*Problem to solve:*
What is needed is a verbatim copy of each record below.

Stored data
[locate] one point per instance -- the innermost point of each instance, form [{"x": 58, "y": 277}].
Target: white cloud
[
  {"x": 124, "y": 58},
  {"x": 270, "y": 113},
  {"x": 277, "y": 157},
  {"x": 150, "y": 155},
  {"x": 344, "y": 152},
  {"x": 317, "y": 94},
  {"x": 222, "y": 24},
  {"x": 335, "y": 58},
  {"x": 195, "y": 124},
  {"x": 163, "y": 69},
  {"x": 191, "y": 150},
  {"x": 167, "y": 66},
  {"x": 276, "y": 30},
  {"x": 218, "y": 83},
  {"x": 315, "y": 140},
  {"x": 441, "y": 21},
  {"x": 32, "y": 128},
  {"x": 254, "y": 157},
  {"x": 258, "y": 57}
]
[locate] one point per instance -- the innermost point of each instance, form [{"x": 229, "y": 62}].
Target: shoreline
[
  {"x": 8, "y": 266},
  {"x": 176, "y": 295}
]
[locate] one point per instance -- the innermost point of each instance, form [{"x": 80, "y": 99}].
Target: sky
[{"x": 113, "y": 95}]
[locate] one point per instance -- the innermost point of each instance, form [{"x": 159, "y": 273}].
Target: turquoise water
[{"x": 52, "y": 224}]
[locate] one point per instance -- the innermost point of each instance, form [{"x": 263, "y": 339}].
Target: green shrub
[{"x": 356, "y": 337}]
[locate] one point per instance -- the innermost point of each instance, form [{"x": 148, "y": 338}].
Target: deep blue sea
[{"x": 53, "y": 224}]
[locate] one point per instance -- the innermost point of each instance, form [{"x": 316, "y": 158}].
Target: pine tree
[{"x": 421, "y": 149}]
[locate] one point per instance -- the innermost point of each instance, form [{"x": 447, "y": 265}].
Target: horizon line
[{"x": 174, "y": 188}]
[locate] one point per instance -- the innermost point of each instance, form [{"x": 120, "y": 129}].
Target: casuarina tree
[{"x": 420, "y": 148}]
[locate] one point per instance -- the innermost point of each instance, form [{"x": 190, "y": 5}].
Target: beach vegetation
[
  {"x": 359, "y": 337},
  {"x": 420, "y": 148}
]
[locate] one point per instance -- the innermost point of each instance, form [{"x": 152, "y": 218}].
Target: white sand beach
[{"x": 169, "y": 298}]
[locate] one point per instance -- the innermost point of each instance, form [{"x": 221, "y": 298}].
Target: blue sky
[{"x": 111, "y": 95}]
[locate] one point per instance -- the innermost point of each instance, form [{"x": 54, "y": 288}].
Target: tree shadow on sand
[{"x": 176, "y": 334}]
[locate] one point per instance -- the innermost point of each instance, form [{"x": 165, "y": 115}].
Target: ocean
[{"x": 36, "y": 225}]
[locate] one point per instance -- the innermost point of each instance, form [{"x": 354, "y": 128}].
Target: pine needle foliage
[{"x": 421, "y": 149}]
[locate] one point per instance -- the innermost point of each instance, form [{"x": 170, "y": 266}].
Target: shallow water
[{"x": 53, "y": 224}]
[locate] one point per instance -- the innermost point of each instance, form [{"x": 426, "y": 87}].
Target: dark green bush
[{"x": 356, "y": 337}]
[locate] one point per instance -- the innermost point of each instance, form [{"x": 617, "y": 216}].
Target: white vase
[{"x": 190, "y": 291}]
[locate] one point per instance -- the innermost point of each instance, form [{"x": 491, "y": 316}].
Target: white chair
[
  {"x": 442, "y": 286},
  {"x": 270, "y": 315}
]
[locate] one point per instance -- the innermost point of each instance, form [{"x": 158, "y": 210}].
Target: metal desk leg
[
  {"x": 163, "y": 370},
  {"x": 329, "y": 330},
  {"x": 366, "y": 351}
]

*Exercise solution:*
[locate] one point per instance -- the innermost point of each instance, form [{"x": 58, "y": 277}].
Target: white cloud
[
  {"x": 124, "y": 58},
  {"x": 270, "y": 113},
  {"x": 277, "y": 157},
  {"x": 150, "y": 155},
  {"x": 344, "y": 152},
  {"x": 317, "y": 94},
  {"x": 222, "y": 24},
  {"x": 335, "y": 58},
  {"x": 195, "y": 124},
  {"x": 163, "y": 69},
  {"x": 191, "y": 150},
  {"x": 167, "y": 66},
  {"x": 276, "y": 30},
  {"x": 218, "y": 83},
  {"x": 315, "y": 140},
  {"x": 441, "y": 21},
  {"x": 32, "y": 128},
  {"x": 254, "y": 157},
  {"x": 258, "y": 57}
]
[locate] one point per instance -- the innermost point of each instance, form [{"x": 229, "y": 62}].
Target: shoreline
[
  {"x": 8, "y": 266},
  {"x": 176, "y": 295}
]
[locate] one point per instance -- the innermost point of each instance, form [{"x": 80, "y": 99}].
Target: sky
[{"x": 113, "y": 95}]
[locate] one point per instance -- the innermost point of each instance, form [{"x": 159, "y": 273}].
Target: turquoise water
[{"x": 52, "y": 224}]
[locate] one point per instance -- the innermost point of each instance, form [{"x": 263, "y": 339}].
Target: green shrub
[{"x": 356, "y": 337}]
[locate] one point per instance -- the innermost point of each instance, form [{"x": 148, "y": 338}].
Target: deep blue sea
[{"x": 53, "y": 224}]
[locate] one point per instance -- the innermost point of each instance, form [{"x": 316, "y": 158}].
Target: pine tree
[{"x": 421, "y": 149}]
[locate] one point per instance -- the innermost point of each instance, form [{"x": 447, "y": 265}].
Target: horizon line
[{"x": 174, "y": 188}]
[locate] one point per instance -- the innermost point of each instance, form [{"x": 120, "y": 129}].
Target: casuarina tree
[{"x": 420, "y": 148}]
[locate] one point per instance -- the innermost point of each instance, form [{"x": 190, "y": 5}].
Target: beach vegetation
[
  {"x": 359, "y": 337},
  {"x": 420, "y": 148}
]
[locate] one point per instance -- the innermost point of each instance, form [{"x": 152, "y": 218}].
Target: white sand beach
[{"x": 169, "y": 298}]
[locate] one point per instance -- the innermost point of each instance, form [{"x": 221, "y": 298}].
Target: blue sky
[{"x": 111, "y": 95}]
[locate] one point per instance -- the innermost point of each instance, form [{"x": 54, "y": 288}].
Target: tree shadow on sand
[{"x": 176, "y": 334}]
[locate] one point per instance -- the innermost point of each instance, form [{"x": 165, "y": 115}].
Target: ocean
[{"x": 36, "y": 225}]
[locate] one point per instance -- the innermost point of each instance, form [{"x": 354, "y": 128}].
Target: pine needle foliage
[{"x": 421, "y": 149}]
[locate] one point per instance -- the innermost point of each instance, form [{"x": 170, "y": 266}].
Target: shallow water
[{"x": 53, "y": 224}]
[locate] one point per instance -- the innermost point of each instance, form [{"x": 426, "y": 87}].
Target: dark green bush
[{"x": 356, "y": 337}]
[locate] one point per instance -- the innermost point of each instance, form [{"x": 617, "y": 216}].
Target: white vase
[{"x": 190, "y": 291}]
[locate] one point per instance -- the innermost point of each instance, form [{"x": 491, "y": 316}].
Target: white chair
[
  {"x": 442, "y": 286},
  {"x": 270, "y": 315}
]
[locate] one point per instance -- the innermost point of each instance, form [{"x": 158, "y": 210}].
Target: metal desk leg
[
  {"x": 163, "y": 370},
  {"x": 329, "y": 330},
  {"x": 366, "y": 351}
]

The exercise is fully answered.